_What the task requires_. The records below are to be repeated in full, exactly as they are.

** Opening Records provided block **

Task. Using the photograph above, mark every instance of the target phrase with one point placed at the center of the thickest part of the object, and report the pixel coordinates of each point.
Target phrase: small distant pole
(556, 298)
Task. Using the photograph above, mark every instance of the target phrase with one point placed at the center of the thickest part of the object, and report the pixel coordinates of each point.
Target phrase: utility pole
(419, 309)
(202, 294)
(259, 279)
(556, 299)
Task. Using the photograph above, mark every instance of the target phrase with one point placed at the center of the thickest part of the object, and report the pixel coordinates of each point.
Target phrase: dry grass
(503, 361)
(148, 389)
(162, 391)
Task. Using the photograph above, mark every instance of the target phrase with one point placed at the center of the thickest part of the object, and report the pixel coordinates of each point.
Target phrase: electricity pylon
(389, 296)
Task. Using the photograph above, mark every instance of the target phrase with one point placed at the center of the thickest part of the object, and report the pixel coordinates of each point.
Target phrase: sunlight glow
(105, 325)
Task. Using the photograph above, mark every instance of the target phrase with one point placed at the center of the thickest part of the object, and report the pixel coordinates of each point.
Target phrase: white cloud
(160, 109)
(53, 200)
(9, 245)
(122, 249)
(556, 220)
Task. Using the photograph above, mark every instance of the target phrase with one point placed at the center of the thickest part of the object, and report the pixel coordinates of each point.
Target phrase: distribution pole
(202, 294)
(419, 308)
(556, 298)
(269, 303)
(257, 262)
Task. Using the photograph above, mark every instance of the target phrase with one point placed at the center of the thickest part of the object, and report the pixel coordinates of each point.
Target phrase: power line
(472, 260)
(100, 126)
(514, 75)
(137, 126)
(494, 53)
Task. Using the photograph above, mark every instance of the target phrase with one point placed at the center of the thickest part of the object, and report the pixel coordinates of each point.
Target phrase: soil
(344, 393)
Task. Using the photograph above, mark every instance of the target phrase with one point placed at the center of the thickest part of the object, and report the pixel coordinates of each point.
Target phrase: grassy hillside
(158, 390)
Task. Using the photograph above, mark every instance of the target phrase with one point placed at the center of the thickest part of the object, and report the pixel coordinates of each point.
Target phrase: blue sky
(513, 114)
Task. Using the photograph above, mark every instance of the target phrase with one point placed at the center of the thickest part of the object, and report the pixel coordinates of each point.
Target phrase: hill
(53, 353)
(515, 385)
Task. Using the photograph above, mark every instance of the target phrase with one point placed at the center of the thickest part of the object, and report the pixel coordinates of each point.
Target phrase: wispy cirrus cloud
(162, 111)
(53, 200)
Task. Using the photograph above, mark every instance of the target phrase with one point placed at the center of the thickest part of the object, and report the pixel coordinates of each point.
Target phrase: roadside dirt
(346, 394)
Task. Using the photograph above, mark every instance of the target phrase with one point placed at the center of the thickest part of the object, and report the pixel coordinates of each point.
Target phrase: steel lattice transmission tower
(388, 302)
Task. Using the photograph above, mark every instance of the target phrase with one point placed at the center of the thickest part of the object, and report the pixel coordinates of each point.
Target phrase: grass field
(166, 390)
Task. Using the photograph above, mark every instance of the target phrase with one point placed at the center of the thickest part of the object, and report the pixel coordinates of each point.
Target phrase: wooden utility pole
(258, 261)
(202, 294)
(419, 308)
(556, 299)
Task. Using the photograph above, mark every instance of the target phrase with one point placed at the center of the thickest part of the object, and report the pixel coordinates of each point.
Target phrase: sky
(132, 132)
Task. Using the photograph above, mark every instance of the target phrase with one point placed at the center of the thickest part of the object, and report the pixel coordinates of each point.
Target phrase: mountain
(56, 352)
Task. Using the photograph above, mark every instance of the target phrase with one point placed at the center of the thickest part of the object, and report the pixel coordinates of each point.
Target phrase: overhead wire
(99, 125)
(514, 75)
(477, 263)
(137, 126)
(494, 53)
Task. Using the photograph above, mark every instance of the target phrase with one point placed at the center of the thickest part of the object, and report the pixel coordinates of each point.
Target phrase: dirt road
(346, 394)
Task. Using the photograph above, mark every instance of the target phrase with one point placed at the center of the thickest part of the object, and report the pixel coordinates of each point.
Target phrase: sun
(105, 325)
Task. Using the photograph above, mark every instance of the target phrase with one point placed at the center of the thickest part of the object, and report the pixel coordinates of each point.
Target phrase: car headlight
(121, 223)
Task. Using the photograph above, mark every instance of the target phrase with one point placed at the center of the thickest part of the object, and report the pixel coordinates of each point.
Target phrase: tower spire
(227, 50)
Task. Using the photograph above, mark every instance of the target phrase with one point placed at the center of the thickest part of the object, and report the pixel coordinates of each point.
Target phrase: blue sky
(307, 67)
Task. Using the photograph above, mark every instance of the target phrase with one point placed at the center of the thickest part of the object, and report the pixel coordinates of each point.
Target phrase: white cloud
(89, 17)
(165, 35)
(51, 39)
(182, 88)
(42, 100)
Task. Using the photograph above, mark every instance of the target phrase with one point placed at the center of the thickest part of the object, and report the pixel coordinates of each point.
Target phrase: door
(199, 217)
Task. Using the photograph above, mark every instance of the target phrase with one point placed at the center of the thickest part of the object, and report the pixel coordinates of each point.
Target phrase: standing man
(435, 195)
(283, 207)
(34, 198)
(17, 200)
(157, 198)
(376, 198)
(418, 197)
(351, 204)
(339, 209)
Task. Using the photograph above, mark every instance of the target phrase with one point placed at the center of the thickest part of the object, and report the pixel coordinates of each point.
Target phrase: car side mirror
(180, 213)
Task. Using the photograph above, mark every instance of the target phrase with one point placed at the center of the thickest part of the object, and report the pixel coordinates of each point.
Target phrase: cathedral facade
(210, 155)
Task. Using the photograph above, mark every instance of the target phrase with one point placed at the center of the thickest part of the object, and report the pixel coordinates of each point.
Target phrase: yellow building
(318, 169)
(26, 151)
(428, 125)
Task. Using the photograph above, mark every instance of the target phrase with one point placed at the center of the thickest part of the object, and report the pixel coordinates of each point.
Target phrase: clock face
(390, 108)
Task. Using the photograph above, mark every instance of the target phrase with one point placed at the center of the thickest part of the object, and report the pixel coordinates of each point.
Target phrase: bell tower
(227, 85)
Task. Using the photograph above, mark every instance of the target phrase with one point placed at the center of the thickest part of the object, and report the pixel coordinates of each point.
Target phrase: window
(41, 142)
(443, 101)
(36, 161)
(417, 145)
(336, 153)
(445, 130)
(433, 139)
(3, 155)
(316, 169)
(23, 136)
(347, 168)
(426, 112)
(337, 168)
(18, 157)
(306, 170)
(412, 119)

** Closing Records provided block **

_Answer for the task_.
Task. Using the photograph above, mark every instance of the target phrase with one point placed at the center of the thickest part of the object, and report the pixel coordinates of each point.
Target phrase: small distant pole
(556, 298)
Task. Using the photograph above, mark every instance of the target phrase with one point placed at the center of the thickest part of the object, and report the pixel coordinates of each point.
Target phrase: utility pole
(419, 309)
(202, 294)
(259, 279)
(556, 299)
Task. Using the photograph above, mark every instance of the target phrase with one point placed at the center of the thickest part of the object, and report the pixel coordinates of each point.
Target phrase: dry grass
(503, 361)
(148, 389)
(162, 391)
Task. Using the photograph above, mark every instance of the target phrase with one point placed at the center of the thickest part of the object, and report the pixel coordinates of each point.
Target phrase: electricity pylon
(389, 296)
Task. Using the photograph above, mark every instance of the target phrase with one point placed at the center of the thickest part of the object, and report the pixel coordinates of each point.
Target phrase: sunlight glow
(105, 325)
Task. Using the photograph above, mark every instance of the target phrase with one point placed at the center of the thickest part of the object, and report the pixel coordinates of each point.
Target phrase: white cloud
(160, 109)
(53, 200)
(9, 245)
(122, 249)
(556, 220)
Task. Using the photograph above, mark every instance of the target phrase with one point placed at the center of the thickest part of the object, and report the pixel coordinates of each point.
Target phrase: distribution pole
(202, 294)
(419, 308)
(556, 298)
(269, 303)
(257, 262)
Task. Using the photograph above, mark every instance of the target phrase with one point placed at the center of the thickest part of the object, and report the pixel coordinates of each point.
Target phrase: power line
(472, 260)
(100, 126)
(514, 75)
(137, 126)
(494, 53)
Task. Using the photograph above, mark every instance of the target phrase with one point placed at the center of the thickest part of the object, and report the pixel coordinates of each point.
Target phrase: soil
(344, 393)
Task. Using the photograph above, mark every instance of the target phrase with one point placed at the center of the thickest part of the object, and report the pixel coordinates of each point.
Target phrase: grassy hillside
(158, 390)
Task. Using the photograph above, mark every instance of the target phrase with one point placed at the center of the thickest part of the object, and report the pixel coordinates of each point.
Target phrase: blue sky
(513, 114)
Task. Using the photograph above, mark every instance of the target phrase with one point placed at the center of the thickest part of the object, and report the pixel coordinates of each point.
Target phrase: hill
(53, 353)
(515, 385)
Task. Using the photograph above, mark every instance of the target phrase with one point placed at the center of the thickest part of the object, and report the pixel coordinates of each point.
Target phrase: wispy cirrus cloud
(162, 111)
(53, 200)
Task. Using the photograph above, mark every instance of the target phrase with one point placed at the center of the thickest part of the object, and report the pixel coordinates of each point.
Target phrase: roadside dirt
(346, 394)
Task. Using the photograph above, mark every instance of the target phrase with one point placed at the center of the thickest part of the object, and report the pixel coordinates of each point.
Target phrase: steel lattice transmission tower
(388, 302)
Task. Using the photograph above, mark every instance of the target phrase with one point placed at the center of the thickest part of the object, and report the pixel coordinates of each point.
Target phrase: grass field
(166, 390)
Task. Using the photograph above, mark every instance of the target phrase with one point placed at the center of the thickest part of the object, and report the pixel coordinates of each point.
Target phrase: wooden utility pole
(258, 261)
(202, 294)
(419, 308)
(556, 299)
Task. Using the photograph above, mark every instance of the target phrase with one point placed at the center of the thickest part of the object, and report the pixel coordinates of each point.
Target phrase: sky
(132, 132)
Task. Using the photograph above, mark every instance of the target phrase with one point placed at the center of the thickest part of the object, and report the pixel coordinates of each point.
Target phrase: mountain
(56, 352)
Task. Using the photograph above, mark every instance of the target phrase with one point placed at the center of the thickest part of the object, and report the pixel coordinates of each point.
Target phrase: overhead wire
(99, 125)
(514, 75)
(477, 263)
(137, 126)
(494, 53)
Task. Using the photograph above, mark every instance of the target phrase with one point placed at the center of the thickest part of the object, and report the pixel coordinates of each point.
Target phrase: dirt road
(346, 394)
Task. Using the photograph above, mark every instance of the target phrase with one point placed at the center of the thickest part of the object, and report the pixel coordinates of each point.
Target phrase: sun
(105, 325)
Task. Using the photograph above, mark every instance of the target phrase with one point placed at the center of the thickest part of the object, and report the pixel coordinates of each point.
Target phrase: car headlight
(121, 223)
Task. Using the photograph above, mark every instance of the target phrase with one point placed at the center of the thickest part of the object, and report the pixel coordinates of each point.
Target phrase: tower spire
(227, 50)
Task. Using the photograph above, mark every instance of the target phrase with one point placed at the center of the thickest part of the object, and report the pixel coordinates of each point.
Target phrase: blue sky
(307, 67)
Task. Using the photograph above, mark every instance of the target phrase with one point placed at the center of the thickest part of the object, and report the pixel coordinates of each point.
Target phrase: white cloud
(89, 17)
(165, 35)
(51, 39)
(182, 88)
(42, 100)
Task. Using the photograph above, mark every instance of the target phrase with one point placed at the center of the thickest part of the object, and report the pixel coordinates of each point.
Target phrase: door
(199, 217)
Task. Using the photograph above, mark every instance of the target phrase with one point placed at the center of the thickest part of the object, and report the pixel coordinates of each point.
Target phrase: standing man
(435, 195)
(283, 207)
(34, 198)
(17, 200)
(157, 198)
(376, 198)
(418, 197)
(351, 204)
(339, 209)
Task. Using the photograph above, mark every instance of the target phrase with one point placed at the center of the thickest part of the object, and report the pixel coordinates of each point.
Target phrase: car side mirror
(180, 213)
Task. Using the photograph above, mark every instance of the target phrase with one point placed at the center of the thickest part of the object, and report the pixel coordinates of each point.
Target phrase: cathedral facade
(210, 155)
Task. Using the photograph above, mark every instance of the target phrase with one point placed at the center of the thickest part of the object, and report the pixel coordinates of each point.
Target phrase: yellow building
(318, 169)
(26, 151)
(428, 125)
Task. Using the photograph above, mark every instance of the target phrase with one point placed at the center of the thickest part of the object, and report the pixel coordinates of each point.
Target phrase: clock face
(390, 108)
Task. Using the photograph above, mark every instance of the target phrase with one point placed at the center of the thickest part of the object, and report the pixel coordinates of each point.
Target phrase: bell tower
(227, 85)
Task. Using the photograph above, mark every instance of the target phrase with one point placed at the center of the thickest part of the object, and report the pixel coordinates of each point.
Target phrase: window
(41, 142)
(443, 101)
(36, 161)
(417, 145)
(336, 153)
(445, 130)
(433, 139)
(3, 155)
(316, 169)
(23, 136)
(347, 168)
(426, 112)
(337, 168)
(18, 157)
(306, 170)
(412, 119)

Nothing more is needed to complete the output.